Requirements ▸ Nothing should be left out: output all of the entries exactly.
━━ Record list ━━
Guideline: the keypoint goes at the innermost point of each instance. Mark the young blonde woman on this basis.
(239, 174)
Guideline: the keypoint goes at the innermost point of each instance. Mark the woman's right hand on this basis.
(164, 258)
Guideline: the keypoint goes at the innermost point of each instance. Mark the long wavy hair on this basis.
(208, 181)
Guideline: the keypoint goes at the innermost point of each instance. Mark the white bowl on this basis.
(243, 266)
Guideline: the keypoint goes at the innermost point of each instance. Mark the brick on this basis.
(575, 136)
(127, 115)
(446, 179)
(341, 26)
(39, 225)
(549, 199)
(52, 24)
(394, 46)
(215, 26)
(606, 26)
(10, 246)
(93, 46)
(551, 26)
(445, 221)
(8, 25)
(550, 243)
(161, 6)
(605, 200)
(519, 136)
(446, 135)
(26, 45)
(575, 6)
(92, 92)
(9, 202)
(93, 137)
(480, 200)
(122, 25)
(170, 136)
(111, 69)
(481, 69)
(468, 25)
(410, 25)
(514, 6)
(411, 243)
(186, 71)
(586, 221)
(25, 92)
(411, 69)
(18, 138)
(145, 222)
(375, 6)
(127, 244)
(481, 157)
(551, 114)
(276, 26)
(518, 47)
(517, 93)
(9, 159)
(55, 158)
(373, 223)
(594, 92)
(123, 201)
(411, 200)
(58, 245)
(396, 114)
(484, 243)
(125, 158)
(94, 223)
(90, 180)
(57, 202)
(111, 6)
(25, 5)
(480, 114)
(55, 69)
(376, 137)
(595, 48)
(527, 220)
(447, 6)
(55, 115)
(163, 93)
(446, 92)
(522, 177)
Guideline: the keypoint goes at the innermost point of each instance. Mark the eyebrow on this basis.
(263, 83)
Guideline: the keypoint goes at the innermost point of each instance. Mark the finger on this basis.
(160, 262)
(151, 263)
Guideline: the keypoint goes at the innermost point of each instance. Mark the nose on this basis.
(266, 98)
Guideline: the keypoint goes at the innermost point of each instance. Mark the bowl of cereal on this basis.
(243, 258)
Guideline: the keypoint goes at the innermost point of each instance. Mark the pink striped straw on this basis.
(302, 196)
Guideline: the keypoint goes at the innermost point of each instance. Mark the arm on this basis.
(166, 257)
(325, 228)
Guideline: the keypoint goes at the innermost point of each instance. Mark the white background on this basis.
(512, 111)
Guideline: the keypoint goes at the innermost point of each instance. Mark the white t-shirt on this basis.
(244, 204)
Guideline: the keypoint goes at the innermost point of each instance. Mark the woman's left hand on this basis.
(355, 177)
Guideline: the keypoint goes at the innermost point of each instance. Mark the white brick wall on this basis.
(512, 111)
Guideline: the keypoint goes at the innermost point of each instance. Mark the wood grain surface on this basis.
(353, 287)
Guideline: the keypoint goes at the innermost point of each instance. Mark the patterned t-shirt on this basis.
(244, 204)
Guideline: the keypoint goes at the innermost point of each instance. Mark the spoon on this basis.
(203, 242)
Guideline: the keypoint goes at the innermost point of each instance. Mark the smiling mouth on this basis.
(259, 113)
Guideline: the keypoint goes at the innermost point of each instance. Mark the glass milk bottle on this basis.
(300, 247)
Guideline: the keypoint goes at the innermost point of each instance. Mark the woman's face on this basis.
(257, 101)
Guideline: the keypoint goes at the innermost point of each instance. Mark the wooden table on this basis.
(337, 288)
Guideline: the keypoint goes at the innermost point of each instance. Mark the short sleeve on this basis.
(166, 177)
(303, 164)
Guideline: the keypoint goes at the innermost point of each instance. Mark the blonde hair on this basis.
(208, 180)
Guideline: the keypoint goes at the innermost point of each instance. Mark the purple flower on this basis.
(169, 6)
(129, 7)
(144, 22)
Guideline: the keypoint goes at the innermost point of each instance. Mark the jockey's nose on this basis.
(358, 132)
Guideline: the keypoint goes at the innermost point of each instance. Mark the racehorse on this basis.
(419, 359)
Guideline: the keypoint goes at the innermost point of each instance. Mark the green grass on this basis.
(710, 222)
━━━
The reply ▸
Guideline: the keypoint goes at the innermost point of each instance. Mark the young blonde woman on this basis.
(239, 174)
Guideline: the keypoint goes at the innermost point of each instance. Mark the woman's right hand on this basis.
(164, 258)
Guideline: the keypoint goes at the innermost point of each instance. Mark the long wavy hair on this basis.
(208, 181)
Guideline: the keypoint goes at the innermost point of each instance. Mark the white bowl on this basis.
(243, 266)
Guideline: the keypoint goes at the innermost point of each instance. Mark the brick on this basis.
(575, 136)
(127, 115)
(446, 179)
(341, 26)
(39, 225)
(549, 199)
(52, 24)
(394, 46)
(215, 26)
(606, 26)
(10, 246)
(93, 46)
(551, 26)
(445, 221)
(8, 25)
(550, 243)
(161, 6)
(605, 200)
(519, 136)
(446, 135)
(26, 45)
(575, 6)
(92, 92)
(9, 202)
(93, 137)
(480, 200)
(122, 25)
(170, 136)
(111, 69)
(481, 69)
(468, 25)
(410, 25)
(514, 6)
(411, 243)
(186, 71)
(586, 221)
(25, 92)
(411, 69)
(18, 138)
(145, 222)
(375, 6)
(127, 244)
(481, 157)
(551, 114)
(276, 26)
(518, 47)
(517, 93)
(9, 159)
(55, 158)
(373, 223)
(594, 92)
(123, 201)
(411, 200)
(58, 245)
(396, 114)
(484, 243)
(125, 158)
(94, 223)
(90, 180)
(57, 202)
(111, 6)
(25, 5)
(480, 114)
(55, 69)
(376, 137)
(595, 48)
(527, 220)
(447, 6)
(55, 115)
(163, 93)
(446, 92)
(522, 177)
Guideline: the keypoint goes at the innermost point of each instance. Mark the eyebrow on this basis.
(263, 83)
Guideline: the keypoint goes at the innermost point of each instance. Mark the finger on this basis.
(160, 262)
(151, 263)
Guideline: the keypoint goes at the innermost point of each instance. Mark the nose on this basis.
(266, 98)
Guideline: the keypoint goes at the innermost point of each instance. Mark the bowl of cereal on this basis.
(243, 258)
Guideline: the keypoint goes at the innermost point of each instance. Mark the pink striped straw on this basis.
(302, 196)
Guideline: the keypoint goes at the innermost point of each instance. Mark the arm on this basis.
(166, 257)
(325, 228)
Guideline: the keypoint goes at the innermost point of each instance. Mark the white background on this basis.
(512, 111)
Guideline: the keypoint goes at the innermost point of each instance. Mark the white t-shirt on this basis.
(244, 204)
Guideline: the keypoint goes at the innermost point of each instance. Mark the woman's left hand on this basis.
(355, 177)
Guideline: the keypoint goes at the innermost point of each instance. Mark the white brick wall on this basis.
(512, 111)
Guideline: the keypoint goes at the innermost point of each instance. Mark the wood grain surface on this basis.
(353, 287)
Guideline: the keypoint goes at the innermost point of each instance. Mark the patterned t-shirt on this basis.
(244, 204)
Guideline: the keypoint goes at the innermost point of each instance. Mark the spoon on this basis.
(203, 242)
Guideline: the keypoint goes at the innermost point of each instance. Mark the smiling mouth on this basis.
(259, 113)
Guideline: the keypoint goes at the innermost point of each instance. Mark the glass milk bottle on this basis.
(300, 247)
Guideline: the keypoint goes at the innermost point of each instance. Mark the woman's face on this basis.
(257, 101)
Guideline: the keypoint goes at the innermost point of each instance. Mark the wooden table on this basis.
(337, 288)
Guideline: the keypoint goes at the innermost point of each instance. Mark the short sleeve on this basis.
(166, 177)
(303, 164)
Guideline: the keypoint goes at the innermost point of each instance. Mark the blonde hair on this basis.
(208, 180)
Guideline: the keypoint goes at the innermost point of each instance. Mark the purple flower on this basis.
(169, 6)
(129, 7)
(144, 22)
Guideline: the keypoint goes at the innermost point of each instance. Mark the jockey's nose on this basis.
(358, 132)
Guideline: the keypoint goes at the innermost point of each instance. Mark the racehorse on this basis.
(419, 359)
Guideline: the keypoint goes at the innermost point of each instance. Mark the green grass on this basis.
(710, 222)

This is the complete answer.